>> BEGIN DATA ENTRIES

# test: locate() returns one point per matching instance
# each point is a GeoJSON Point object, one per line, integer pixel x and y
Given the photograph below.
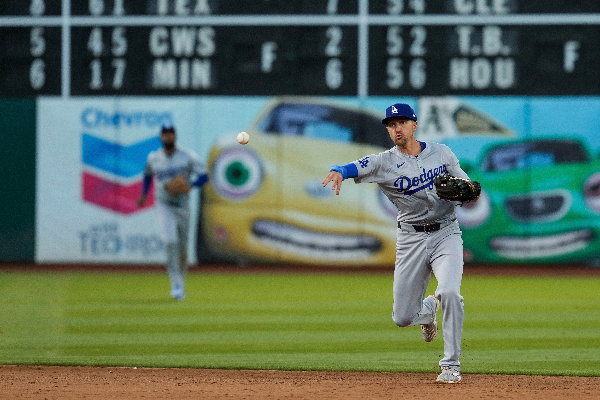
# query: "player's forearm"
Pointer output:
{"type": "Point", "coordinates": [146, 185]}
{"type": "Point", "coordinates": [347, 171]}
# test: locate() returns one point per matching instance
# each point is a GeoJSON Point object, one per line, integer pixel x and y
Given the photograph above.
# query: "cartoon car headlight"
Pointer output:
{"type": "Point", "coordinates": [474, 214]}
{"type": "Point", "coordinates": [591, 192]}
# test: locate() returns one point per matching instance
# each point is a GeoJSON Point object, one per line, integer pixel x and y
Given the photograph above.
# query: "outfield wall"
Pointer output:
{"type": "Point", "coordinates": [82, 160]}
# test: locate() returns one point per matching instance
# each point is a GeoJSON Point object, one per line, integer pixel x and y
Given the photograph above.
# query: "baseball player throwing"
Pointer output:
{"type": "Point", "coordinates": [428, 236]}
{"type": "Point", "coordinates": [173, 169]}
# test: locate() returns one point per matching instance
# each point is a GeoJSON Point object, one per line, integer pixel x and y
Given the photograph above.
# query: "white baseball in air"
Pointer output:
{"type": "Point", "coordinates": [243, 137]}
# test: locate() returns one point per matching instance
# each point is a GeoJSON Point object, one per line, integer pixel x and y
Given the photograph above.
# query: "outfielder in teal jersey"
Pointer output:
{"type": "Point", "coordinates": [172, 208]}
{"type": "Point", "coordinates": [428, 236]}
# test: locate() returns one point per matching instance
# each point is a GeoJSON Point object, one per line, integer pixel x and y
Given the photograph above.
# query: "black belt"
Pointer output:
{"type": "Point", "coordinates": [423, 228]}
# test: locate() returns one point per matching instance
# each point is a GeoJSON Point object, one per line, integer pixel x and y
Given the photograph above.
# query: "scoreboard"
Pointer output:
{"type": "Point", "coordinates": [299, 47]}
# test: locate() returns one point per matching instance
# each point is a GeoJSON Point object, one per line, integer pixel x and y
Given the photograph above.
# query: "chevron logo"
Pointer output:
{"type": "Point", "coordinates": [112, 176]}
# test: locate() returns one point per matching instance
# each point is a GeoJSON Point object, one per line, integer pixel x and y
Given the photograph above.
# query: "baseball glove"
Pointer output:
{"type": "Point", "coordinates": [178, 185]}
{"type": "Point", "coordinates": [449, 187]}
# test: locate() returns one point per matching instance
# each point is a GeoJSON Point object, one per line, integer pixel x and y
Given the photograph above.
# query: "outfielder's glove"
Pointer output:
{"type": "Point", "coordinates": [178, 185]}
{"type": "Point", "coordinates": [449, 187]}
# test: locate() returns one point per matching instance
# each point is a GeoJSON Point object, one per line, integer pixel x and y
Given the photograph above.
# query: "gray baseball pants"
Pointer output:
{"type": "Point", "coordinates": [418, 254]}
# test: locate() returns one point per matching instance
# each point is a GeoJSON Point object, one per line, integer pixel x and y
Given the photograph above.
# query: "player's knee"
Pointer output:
{"type": "Point", "coordinates": [449, 295]}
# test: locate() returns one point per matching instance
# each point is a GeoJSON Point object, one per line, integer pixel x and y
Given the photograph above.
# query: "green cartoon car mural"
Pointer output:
{"type": "Point", "coordinates": [540, 202]}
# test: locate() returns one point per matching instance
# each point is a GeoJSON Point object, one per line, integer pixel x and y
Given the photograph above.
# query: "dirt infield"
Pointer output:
{"type": "Point", "coordinates": [67, 383]}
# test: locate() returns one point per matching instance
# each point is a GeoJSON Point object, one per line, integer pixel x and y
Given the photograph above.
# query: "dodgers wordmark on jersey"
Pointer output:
{"type": "Point", "coordinates": [408, 181]}
{"type": "Point", "coordinates": [165, 167]}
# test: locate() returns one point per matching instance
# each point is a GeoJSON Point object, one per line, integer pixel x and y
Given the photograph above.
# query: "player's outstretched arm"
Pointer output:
{"type": "Point", "coordinates": [336, 178]}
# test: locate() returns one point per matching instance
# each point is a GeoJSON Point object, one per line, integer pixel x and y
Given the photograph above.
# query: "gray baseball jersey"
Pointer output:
{"type": "Point", "coordinates": [164, 168]}
{"type": "Point", "coordinates": [408, 181]}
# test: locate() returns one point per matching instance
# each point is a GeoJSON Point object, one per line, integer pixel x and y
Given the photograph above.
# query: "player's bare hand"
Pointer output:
{"type": "Point", "coordinates": [336, 178]}
{"type": "Point", "coordinates": [141, 201]}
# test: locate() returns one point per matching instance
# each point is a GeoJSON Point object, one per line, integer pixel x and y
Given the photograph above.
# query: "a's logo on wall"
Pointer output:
{"type": "Point", "coordinates": [112, 172]}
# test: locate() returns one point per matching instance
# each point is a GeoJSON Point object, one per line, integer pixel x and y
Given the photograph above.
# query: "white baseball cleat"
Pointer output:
{"type": "Point", "coordinates": [449, 375]}
{"type": "Point", "coordinates": [430, 330]}
{"type": "Point", "coordinates": [177, 292]}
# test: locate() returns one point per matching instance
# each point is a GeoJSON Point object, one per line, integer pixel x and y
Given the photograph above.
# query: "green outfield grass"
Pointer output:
{"type": "Point", "coordinates": [513, 325]}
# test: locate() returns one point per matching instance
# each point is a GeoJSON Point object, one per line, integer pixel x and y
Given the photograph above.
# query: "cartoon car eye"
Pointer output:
{"type": "Point", "coordinates": [591, 192]}
{"type": "Point", "coordinates": [237, 174]}
{"type": "Point", "coordinates": [388, 207]}
{"type": "Point", "coordinates": [474, 214]}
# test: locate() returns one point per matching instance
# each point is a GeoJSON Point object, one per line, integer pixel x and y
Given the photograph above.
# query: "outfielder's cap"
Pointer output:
{"type": "Point", "coordinates": [167, 128]}
{"type": "Point", "coordinates": [399, 110]}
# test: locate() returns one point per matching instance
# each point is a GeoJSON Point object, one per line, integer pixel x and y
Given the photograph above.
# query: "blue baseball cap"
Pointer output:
{"type": "Point", "coordinates": [399, 110]}
{"type": "Point", "coordinates": [167, 128]}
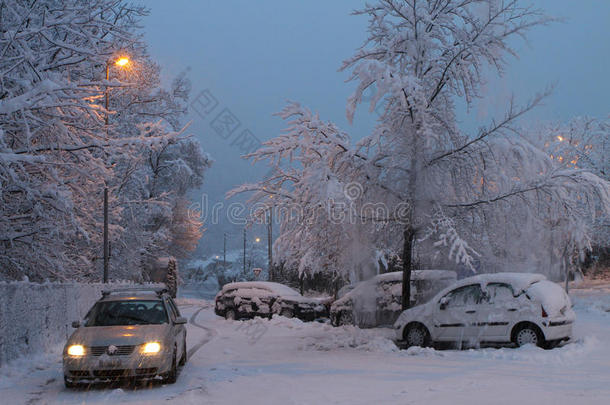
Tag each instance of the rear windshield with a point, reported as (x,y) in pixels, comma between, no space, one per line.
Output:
(113,313)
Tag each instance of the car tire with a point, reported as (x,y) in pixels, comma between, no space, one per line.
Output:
(183,359)
(69,384)
(416,334)
(172,374)
(527,333)
(287,313)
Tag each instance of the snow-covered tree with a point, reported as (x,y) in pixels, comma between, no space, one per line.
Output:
(421,56)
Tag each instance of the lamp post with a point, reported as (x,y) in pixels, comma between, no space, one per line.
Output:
(121,62)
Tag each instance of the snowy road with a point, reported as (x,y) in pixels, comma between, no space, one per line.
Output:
(285,361)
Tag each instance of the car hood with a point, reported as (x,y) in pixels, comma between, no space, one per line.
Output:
(119,335)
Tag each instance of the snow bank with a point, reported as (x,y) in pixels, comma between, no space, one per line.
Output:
(37,317)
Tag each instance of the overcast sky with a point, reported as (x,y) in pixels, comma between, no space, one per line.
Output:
(249,57)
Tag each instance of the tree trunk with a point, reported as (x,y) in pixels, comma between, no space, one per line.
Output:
(407,250)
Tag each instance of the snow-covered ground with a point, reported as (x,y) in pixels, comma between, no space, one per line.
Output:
(286,361)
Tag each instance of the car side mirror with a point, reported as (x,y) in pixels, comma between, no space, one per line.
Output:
(444,301)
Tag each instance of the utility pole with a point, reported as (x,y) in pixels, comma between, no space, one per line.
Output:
(224,253)
(120,62)
(106,246)
(244,251)
(269,243)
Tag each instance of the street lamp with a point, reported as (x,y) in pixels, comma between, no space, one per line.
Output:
(120,62)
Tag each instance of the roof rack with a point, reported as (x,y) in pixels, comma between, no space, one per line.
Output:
(157,290)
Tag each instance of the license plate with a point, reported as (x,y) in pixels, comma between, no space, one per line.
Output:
(110,363)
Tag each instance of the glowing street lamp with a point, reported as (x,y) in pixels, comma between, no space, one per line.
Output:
(122,61)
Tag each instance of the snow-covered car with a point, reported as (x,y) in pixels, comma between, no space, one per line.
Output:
(501,308)
(377,301)
(127,334)
(262,298)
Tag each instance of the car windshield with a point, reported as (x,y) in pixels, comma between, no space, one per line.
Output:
(113,313)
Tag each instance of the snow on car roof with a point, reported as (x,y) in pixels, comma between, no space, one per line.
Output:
(263,285)
(519,281)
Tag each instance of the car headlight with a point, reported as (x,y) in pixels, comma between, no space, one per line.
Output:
(76,350)
(151,348)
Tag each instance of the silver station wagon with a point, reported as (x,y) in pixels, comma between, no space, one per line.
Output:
(127,334)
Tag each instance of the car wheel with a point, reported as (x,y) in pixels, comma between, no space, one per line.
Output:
(346,318)
(183,358)
(172,375)
(528,334)
(69,384)
(416,335)
(287,312)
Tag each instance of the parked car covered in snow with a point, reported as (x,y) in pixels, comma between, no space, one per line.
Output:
(521,308)
(263,298)
(377,301)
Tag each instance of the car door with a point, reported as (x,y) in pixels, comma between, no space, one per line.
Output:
(455,313)
(178,330)
(495,312)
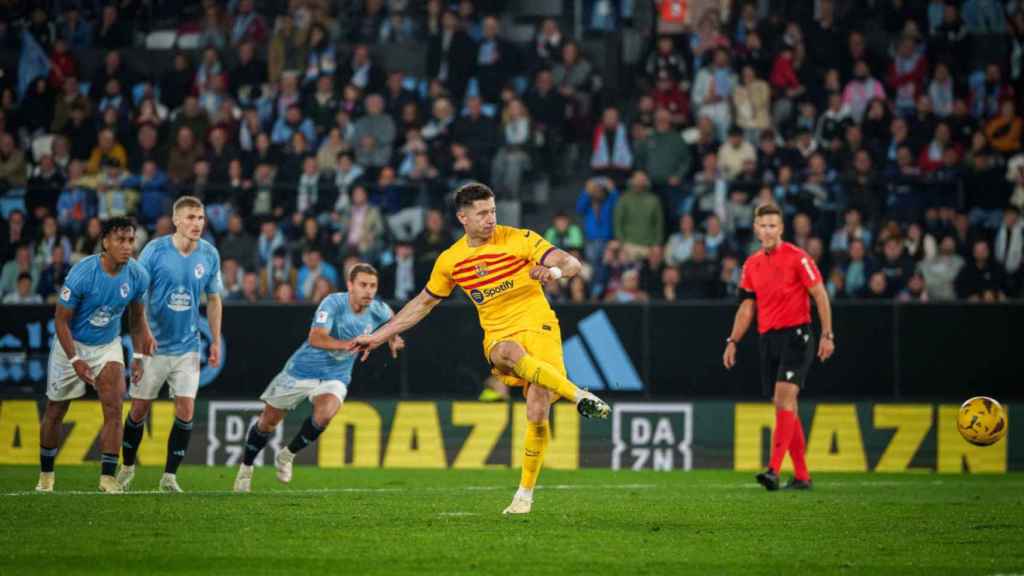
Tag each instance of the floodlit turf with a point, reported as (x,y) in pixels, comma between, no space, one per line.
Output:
(449,522)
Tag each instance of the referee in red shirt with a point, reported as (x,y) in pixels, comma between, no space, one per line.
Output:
(776,281)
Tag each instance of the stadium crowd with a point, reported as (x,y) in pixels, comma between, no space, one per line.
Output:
(891,136)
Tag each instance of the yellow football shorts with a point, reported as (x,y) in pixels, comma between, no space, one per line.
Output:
(545,344)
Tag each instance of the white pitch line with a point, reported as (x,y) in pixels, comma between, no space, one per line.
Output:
(342,490)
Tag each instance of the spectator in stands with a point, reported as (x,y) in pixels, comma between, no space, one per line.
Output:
(375,134)
(51,278)
(247,25)
(44,187)
(22,264)
(906,74)
(878,287)
(230,274)
(433,240)
(1009,249)
(513,158)
(861,90)
(278,272)
(639,218)
(250,293)
(857,269)
(401,279)
(497,60)
(24,293)
(611,155)
(915,290)
(90,242)
(987,90)
(734,153)
(452,55)
(1004,131)
(713,92)
(287,50)
(896,264)
(364,224)
(113,33)
(698,275)
(664,156)
(563,234)
(12,165)
(74,29)
(547,45)
(321,58)
(680,244)
(752,100)
(981,279)
(313,266)
(629,290)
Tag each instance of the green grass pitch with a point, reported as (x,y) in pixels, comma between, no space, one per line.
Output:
(450,522)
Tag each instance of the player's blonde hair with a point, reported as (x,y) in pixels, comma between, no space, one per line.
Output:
(186,202)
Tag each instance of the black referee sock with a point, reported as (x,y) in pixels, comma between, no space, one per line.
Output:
(254,443)
(109,463)
(46,457)
(133,437)
(177,443)
(308,435)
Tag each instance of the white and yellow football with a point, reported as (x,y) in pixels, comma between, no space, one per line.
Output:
(982,420)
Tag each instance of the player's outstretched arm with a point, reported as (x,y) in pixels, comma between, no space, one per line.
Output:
(61,324)
(566,264)
(410,315)
(321,338)
(214,313)
(827,344)
(744,315)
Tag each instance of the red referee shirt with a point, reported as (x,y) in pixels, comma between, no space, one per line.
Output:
(779,281)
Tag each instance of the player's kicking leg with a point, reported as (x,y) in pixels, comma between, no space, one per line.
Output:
(510,357)
(257,438)
(49,439)
(181,373)
(538,436)
(325,407)
(111,388)
(786,439)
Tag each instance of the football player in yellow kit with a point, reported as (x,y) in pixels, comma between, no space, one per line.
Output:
(502,270)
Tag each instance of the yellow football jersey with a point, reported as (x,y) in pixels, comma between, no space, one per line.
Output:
(496,276)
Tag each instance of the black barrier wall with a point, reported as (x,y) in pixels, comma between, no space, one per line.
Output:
(890,351)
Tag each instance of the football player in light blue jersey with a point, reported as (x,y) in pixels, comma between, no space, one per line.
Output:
(87,348)
(182,266)
(320,370)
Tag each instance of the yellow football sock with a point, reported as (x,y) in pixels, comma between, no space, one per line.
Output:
(538,372)
(537,443)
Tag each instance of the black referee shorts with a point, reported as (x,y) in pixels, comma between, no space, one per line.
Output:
(786,355)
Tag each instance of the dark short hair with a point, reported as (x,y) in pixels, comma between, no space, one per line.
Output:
(360,268)
(469,193)
(116,223)
(767,210)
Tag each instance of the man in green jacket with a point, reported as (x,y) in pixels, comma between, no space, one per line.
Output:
(639,218)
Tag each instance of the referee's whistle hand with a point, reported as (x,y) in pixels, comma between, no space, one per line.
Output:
(729,358)
(825,348)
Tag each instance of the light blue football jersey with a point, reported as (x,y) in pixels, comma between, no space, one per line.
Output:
(343,324)
(99,299)
(175,286)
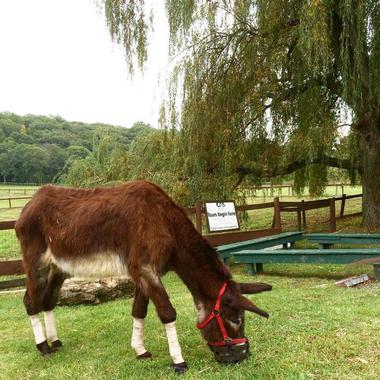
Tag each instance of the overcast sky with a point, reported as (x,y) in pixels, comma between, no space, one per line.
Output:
(57,58)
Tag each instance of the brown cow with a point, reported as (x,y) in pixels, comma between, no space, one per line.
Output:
(132,230)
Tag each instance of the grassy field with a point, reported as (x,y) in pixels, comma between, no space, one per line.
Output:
(315,331)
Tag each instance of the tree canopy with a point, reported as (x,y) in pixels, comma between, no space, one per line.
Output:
(35,149)
(268,88)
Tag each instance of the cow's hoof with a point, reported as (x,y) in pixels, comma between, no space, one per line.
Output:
(45,349)
(179,368)
(56,344)
(145,355)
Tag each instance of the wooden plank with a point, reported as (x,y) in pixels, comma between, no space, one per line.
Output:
(343,238)
(8,225)
(332,215)
(277,213)
(262,242)
(8,284)
(304,256)
(233,237)
(11,267)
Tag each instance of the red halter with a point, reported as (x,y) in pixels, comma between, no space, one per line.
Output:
(227,341)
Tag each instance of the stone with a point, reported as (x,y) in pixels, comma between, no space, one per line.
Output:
(79,291)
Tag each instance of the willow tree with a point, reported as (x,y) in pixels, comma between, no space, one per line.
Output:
(267,84)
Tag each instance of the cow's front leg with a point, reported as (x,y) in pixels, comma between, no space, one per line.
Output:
(139,311)
(153,288)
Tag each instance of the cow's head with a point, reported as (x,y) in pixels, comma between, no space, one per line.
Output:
(223,327)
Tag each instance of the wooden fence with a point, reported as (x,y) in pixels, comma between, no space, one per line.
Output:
(14,267)
(302,206)
(268,189)
(9,200)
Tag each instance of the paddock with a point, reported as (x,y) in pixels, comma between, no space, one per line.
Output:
(316,331)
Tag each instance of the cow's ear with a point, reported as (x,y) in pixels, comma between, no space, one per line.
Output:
(254,287)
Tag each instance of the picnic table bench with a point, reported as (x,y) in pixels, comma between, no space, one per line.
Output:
(307,256)
(284,239)
(327,240)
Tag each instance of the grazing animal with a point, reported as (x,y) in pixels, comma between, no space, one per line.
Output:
(132,230)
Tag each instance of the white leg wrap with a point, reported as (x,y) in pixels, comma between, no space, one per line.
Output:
(51,330)
(174,347)
(38,331)
(137,342)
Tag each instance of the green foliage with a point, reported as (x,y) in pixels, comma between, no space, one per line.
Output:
(263,84)
(105,164)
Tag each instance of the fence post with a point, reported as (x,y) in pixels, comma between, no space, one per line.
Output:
(277,213)
(332,215)
(198,217)
(342,206)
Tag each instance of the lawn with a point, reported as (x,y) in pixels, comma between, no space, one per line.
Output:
(315,331)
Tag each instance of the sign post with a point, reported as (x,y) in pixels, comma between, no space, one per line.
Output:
(221,216)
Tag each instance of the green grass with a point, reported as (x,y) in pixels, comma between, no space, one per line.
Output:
(315,331)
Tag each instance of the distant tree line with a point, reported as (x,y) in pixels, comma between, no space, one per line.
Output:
(36,149)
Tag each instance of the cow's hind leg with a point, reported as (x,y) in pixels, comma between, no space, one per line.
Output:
(50,299)
(139,311)
(36,282)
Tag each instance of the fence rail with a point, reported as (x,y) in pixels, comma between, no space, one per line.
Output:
(11,199)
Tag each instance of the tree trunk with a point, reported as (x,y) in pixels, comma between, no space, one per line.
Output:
(370,147)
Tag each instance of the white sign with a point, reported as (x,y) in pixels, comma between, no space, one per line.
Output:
(221,216)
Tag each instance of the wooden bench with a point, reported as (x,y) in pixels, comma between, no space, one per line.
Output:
(306,256)
(327,240)
(284,238)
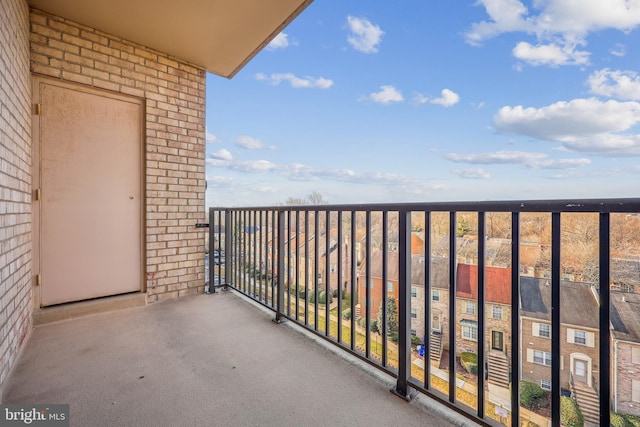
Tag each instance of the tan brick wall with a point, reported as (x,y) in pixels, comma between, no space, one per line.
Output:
(15,182)
(501,325)
(627,371)
(174,93)
(534,372)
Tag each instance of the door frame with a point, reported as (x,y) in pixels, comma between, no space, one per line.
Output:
(496,331)
(582,358)
(36,216)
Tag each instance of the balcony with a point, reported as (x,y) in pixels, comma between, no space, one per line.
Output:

>> END DATA ENTRIES

» **EXERCISE DETAILS**:
Output the stretch from the line containing "Tag each instance of the fence rail" through the end of the rows as a JSON list of strings, one string per line, with blank lines omitted. Leave the pictures out.

» **THE SOLUTION**:
[
  "Tag each instance of the fence rail with a point, reported as (x,y) in pixels, comma between, no space, one per line.",
  "Output:",
  "(11,199)",
  "Tag each instance of the tree trunk with a point, reported as (x,y) in pixels, comma between, no space, one per line.",
  "Output:",
  "(370,147)",
  "Tag each instance of the white sign with a point, reported as (x,y) in pixels, comma between, no space, one per line.",
  "Output:",
  "(221,216)",
  "Tag each instance of the wooden bench with a point, reported as (x,y) in pixels, comma between, no space, one per line.",
  "Output:",
  "(306,256)",
  "(327,240)",
  "(284,238)",
  "Tag each instance of the tan brick wall with a point, reported as (x,y) in pixels, comma between, no space, one per line.",
  "Output:",
  "(15,182)",
  "(501,325)",
  "(627,371)",
  "(174,93)",
  "(534,372)",
  "Tag each instance of the door frame with a point, reported as (x,y) in pixels, comma between, no space, one per line.",
  "Output:",
  "(496,331)",
  "(582,358)",
  "(36,216)",
  "Tag each instance of the balcony with a point, reported as (x,y) in pixels, comma between, no space, one per line.",
  "Output:"
]